Reproduce exactly the final portion of the data: every line from the one containing "Mark the black police" through the last line, inclusive.

[BEGIN Records for processing]

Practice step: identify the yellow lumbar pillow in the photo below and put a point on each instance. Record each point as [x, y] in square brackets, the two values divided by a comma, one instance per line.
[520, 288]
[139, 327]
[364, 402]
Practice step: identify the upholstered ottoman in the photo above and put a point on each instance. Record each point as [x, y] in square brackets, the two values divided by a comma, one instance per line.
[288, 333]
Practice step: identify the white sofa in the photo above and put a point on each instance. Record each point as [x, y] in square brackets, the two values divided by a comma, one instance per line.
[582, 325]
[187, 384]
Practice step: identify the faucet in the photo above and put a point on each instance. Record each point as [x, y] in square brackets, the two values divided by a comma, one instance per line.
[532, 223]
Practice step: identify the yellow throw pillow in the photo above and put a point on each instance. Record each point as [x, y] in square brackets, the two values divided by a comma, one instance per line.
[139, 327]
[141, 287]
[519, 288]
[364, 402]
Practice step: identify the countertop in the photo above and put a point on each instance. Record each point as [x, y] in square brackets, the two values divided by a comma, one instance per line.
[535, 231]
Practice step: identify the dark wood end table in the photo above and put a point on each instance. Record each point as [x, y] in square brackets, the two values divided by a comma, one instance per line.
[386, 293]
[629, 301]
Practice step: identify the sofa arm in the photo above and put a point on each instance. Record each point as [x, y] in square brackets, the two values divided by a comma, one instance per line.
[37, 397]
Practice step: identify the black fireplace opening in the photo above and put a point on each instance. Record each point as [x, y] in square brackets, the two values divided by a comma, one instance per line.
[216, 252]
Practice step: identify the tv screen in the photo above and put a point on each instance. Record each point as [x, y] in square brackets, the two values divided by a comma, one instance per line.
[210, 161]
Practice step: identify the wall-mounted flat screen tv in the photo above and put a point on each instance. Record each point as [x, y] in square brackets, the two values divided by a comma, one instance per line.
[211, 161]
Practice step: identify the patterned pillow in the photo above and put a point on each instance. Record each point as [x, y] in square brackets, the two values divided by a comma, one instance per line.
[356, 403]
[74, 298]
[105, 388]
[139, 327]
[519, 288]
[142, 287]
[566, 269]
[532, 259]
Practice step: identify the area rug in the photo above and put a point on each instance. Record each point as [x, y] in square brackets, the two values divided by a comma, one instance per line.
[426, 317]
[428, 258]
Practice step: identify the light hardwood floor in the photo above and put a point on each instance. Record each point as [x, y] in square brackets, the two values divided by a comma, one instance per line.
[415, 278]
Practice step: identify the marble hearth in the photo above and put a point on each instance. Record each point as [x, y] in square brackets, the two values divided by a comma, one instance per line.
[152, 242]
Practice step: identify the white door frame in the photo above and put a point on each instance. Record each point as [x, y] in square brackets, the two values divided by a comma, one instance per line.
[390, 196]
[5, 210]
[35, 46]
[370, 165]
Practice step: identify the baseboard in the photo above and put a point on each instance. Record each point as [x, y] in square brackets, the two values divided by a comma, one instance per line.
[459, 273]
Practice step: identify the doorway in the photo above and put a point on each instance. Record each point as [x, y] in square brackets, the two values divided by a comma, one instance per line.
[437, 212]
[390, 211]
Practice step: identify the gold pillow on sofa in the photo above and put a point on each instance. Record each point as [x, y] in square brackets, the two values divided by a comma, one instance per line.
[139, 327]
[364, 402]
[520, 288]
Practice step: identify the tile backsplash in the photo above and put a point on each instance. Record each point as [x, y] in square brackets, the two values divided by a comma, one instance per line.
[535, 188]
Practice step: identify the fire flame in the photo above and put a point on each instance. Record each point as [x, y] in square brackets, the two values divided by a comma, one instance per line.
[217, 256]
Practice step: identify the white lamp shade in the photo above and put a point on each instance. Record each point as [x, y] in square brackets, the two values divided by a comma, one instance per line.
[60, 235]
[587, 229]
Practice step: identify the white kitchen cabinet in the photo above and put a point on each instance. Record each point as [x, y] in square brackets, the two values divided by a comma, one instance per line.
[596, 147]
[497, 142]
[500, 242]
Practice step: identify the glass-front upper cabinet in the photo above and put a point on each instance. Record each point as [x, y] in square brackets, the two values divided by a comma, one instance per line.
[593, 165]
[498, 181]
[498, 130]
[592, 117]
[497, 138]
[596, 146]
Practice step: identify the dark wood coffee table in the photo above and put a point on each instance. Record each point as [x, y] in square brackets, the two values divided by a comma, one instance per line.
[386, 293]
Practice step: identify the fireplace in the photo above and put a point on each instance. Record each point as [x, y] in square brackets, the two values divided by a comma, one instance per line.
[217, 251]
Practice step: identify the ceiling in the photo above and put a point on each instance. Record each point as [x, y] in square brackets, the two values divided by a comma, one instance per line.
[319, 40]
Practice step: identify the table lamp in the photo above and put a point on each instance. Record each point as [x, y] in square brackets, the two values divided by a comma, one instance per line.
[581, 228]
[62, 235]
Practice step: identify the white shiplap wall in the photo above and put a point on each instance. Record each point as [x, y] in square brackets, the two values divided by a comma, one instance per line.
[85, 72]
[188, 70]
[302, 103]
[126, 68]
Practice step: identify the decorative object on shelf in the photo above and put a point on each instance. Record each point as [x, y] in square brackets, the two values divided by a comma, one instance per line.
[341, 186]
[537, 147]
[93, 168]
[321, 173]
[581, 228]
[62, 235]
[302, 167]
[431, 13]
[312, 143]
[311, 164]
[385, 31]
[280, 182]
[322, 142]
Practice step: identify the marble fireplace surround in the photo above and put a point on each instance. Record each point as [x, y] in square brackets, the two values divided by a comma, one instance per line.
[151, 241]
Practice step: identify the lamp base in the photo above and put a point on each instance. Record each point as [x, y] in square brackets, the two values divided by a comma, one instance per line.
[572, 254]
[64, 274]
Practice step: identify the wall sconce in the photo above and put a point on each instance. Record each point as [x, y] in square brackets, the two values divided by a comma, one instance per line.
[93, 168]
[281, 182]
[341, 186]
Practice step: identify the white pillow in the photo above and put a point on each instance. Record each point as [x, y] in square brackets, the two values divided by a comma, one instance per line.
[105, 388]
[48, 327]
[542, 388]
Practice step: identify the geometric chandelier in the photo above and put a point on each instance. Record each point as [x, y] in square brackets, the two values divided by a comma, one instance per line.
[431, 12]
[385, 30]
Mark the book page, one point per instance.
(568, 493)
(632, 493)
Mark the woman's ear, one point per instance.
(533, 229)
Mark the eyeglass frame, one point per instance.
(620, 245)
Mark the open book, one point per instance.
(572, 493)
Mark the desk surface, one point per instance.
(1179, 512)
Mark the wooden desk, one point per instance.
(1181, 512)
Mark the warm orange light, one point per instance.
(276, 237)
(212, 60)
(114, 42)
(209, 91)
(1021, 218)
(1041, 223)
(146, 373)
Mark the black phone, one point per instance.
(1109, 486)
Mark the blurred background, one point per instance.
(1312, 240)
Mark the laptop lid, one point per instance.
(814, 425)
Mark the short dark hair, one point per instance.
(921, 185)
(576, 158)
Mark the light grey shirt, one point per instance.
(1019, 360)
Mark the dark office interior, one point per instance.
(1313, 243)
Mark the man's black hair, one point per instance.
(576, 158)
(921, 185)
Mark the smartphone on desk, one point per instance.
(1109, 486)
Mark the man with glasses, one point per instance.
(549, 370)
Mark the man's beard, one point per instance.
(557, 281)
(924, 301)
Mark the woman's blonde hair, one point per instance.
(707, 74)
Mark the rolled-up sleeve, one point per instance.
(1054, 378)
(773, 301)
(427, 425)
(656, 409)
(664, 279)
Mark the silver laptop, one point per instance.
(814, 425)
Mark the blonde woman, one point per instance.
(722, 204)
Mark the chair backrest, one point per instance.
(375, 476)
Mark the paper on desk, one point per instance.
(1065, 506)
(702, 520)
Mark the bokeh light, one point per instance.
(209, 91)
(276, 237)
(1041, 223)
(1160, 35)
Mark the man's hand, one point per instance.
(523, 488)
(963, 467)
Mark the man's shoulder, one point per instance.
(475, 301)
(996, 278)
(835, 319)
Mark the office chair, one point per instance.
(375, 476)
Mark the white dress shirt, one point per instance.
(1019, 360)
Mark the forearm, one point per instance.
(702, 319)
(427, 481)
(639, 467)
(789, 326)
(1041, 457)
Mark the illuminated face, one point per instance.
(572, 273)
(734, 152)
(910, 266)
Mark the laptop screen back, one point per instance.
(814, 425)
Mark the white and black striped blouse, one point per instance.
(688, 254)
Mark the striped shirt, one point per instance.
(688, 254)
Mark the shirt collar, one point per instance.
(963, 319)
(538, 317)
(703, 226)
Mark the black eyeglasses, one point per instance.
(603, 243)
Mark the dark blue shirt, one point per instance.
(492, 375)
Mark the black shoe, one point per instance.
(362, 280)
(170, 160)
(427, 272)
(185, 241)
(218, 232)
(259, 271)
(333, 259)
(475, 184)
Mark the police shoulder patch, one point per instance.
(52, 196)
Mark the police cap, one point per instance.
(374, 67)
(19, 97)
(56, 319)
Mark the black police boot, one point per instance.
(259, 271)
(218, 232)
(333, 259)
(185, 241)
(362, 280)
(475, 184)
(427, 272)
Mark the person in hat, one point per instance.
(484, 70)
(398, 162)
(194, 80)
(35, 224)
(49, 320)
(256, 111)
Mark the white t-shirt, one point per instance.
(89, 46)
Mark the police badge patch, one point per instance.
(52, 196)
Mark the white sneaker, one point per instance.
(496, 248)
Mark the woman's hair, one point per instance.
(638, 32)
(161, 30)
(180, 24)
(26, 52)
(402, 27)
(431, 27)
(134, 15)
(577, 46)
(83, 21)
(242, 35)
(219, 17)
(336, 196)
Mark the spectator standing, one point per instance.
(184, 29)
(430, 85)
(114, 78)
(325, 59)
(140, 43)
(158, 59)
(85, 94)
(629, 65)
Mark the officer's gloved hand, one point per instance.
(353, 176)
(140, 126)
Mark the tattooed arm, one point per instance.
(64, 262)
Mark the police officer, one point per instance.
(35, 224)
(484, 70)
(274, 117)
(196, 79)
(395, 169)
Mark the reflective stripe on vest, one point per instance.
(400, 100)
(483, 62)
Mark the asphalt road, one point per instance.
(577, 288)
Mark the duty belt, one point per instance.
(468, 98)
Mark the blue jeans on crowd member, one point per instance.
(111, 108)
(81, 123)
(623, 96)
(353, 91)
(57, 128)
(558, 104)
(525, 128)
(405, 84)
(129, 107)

[END Records for processing]

• _Written answer_:
Mark the black police boot, one point per instance.
(259, 271)
(218, 232)
(333, 259)
(185, 241)
(362, 280)
(475, 184)
(427, 272)
Mark the person in hat, one point per instance.
(484, 70)
(398, 162)
(194, 80)
(35, 224)
(49, 320)
(256, 111)
Mark the white t-shirt, one point per instance.
(89, 46)
Mark the police badge patch, one point per instance.
(52, 196)
Mark the white sneaker, one point per instance.
(496, 248)
Mark the woman's hair, one point per instance.
(638, 32)
(161, 30)
(180, 24)
(26, 52)
(402, 27)
(431, 27)
(134, 15)
(577, 46)
(83, 21)
(242, 35)
(219, 17)
(336, 196)
Mark the spectator standing, one point per instance.
(184, 29)
(430, 85)
(114, 78)
(325, 59)
(140, 43)
(158, 59)
(85, 94)
(629, 65)
Mark the officer's gloved hand, one point per instance.
(353, 176)
(140, 126)
Mark the tattooed arm, one point per instance.
(64, 262)
Mark the police officer, one point per instance.
(35, 224)
(484, 70)
(274, 117)
(196, 79)
(395, 169)
Mark the reflective stripe on vest, one point per instance.
(400, 100)
(483, 62)
Mark the asphalt road, one point per instance.
(577, 288)
Mark the duty belt, one point per instance.
(468, 98)
Mark the blue jeans on crowd member, one point per instance.
(111, 108)
(81, 123)
(623, 96)
(353, 91)
(57, 128)
(558, 104)
(525, 128)
(405, 84)
(129, 107)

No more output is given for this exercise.